What to produce
Reproduce word for word the stretch of the forest disturbance text below from "Compared to natural" through "place over time.".

Forest Atlas Of The United States

What Shapes the Forest?

Forests change constantly. Disturbances shape forests by the way they kill or damage trees, what they leave behind, and how forests recover. Change may result from the subtle, slow, and continuous processes of natural growth and death of vegetation. Alternatively, changes may be caused by disturbance events that vary in terms of their magnitude, frequency, and spatial pattern. The magnitude of an event relates to how much of the forest canopy has been removed. Major disturbances remove or kill all the existing trees, while minor disturbances leave many trees alive. The frequency of disturbance varies widely by event type. Volcanoes erupt, expand, and erode over thousands or millions of years; major rivers flood several times a century; devastating hurricanes hit land every decade or so; and hundreds of lightning strikes start fires every year. Different disturbances result in diverse spatial patterns—from scattered individual trees killed by disease, to clumps and patches of trees killed by fire, to large expanses of forest converted to suburbs. The combination of magnitude, frequency and pattern dictate how disturbance events shape forests and how forests respond.

Natural disturbances (such as fire, wind, flooding, insects, diseases, and invasion of non-native species) are an integral part of the life cycle of forests. Dry forest conditions, plentiful fuel, high winds, and an ignition source can lead to large fires. Old trees weakened by lengthy drought may be more susceptible to insect and disease outbreaks. People may play a role in “natural” disturbances by providing triggers, the unattended campfire or transport of an invasive species, or by lengthening natural disturbance cycles such as fire. Natural disturbance patterns are often cyclical and some forests may return to their pre-disturbance composition after a period of time.

Compared to natural disturbances, anthropogenic disturbances driven by human needs (such as timber harvesting, prescribed burning, and land clearing) often occur more frequently, require a different set of conditions, and yield different consequences for forests. Harvesting and prescribed fire designed to mimic natural disturbances can enhance natural processes of vegetation recovery. Land development permanently changes the way land is used. Regardless of cause, there is a dynamic interplay between disturbance and re-growth, with both occurring at the same time over large landscapes, and recurring at the same place over time.

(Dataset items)
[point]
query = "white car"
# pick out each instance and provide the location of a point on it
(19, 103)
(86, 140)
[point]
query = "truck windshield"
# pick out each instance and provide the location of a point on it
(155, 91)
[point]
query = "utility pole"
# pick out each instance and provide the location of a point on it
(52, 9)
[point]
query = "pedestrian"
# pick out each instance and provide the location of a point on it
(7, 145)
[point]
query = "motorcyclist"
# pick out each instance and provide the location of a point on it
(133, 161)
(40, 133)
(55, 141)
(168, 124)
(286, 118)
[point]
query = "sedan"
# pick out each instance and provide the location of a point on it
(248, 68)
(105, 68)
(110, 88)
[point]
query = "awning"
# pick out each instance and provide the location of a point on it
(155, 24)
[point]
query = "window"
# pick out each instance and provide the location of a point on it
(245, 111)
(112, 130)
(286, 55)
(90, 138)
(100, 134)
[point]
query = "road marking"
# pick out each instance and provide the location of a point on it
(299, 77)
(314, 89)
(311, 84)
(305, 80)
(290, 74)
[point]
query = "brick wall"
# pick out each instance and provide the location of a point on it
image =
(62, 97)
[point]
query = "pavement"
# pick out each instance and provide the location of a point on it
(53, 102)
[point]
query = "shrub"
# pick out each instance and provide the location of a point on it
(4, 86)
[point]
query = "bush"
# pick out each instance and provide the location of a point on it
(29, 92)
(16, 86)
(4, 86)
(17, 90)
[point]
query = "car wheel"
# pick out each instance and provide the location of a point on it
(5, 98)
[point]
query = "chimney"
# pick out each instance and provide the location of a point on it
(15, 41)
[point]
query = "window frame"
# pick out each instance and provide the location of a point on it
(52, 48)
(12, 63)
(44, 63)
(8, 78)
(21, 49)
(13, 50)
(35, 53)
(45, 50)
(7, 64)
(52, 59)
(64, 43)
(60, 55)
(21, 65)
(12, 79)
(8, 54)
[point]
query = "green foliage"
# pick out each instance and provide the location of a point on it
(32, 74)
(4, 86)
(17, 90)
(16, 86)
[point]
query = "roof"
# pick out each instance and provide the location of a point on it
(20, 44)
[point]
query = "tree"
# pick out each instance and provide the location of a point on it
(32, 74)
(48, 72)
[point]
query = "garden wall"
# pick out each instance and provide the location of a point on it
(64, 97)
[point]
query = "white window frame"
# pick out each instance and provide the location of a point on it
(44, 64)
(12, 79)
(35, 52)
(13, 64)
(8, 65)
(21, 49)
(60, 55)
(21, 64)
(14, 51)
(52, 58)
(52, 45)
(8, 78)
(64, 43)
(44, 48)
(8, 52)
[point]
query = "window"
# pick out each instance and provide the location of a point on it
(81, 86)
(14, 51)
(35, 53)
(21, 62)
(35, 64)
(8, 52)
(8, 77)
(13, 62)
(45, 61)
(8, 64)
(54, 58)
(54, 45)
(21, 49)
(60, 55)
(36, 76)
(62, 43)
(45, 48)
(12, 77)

Expected output
Compared to natural disturbances, anthropogenic disturbances driven by human needs (such as timber harvesting, prescribed burning, and land clearing) often occur more frequently, require a different set of conditions, and yield different consequences for forests. Harvesting and prescribed fire designed to mimic natural disturbances can enhance natural processes of vegetation recovery. Land development permanently changes the way land is used. Regardless of cause, there is a dynamic interplay between disturbance and re-growth, with both occurring at the same time over large landscapes, and recurring at the same place over time.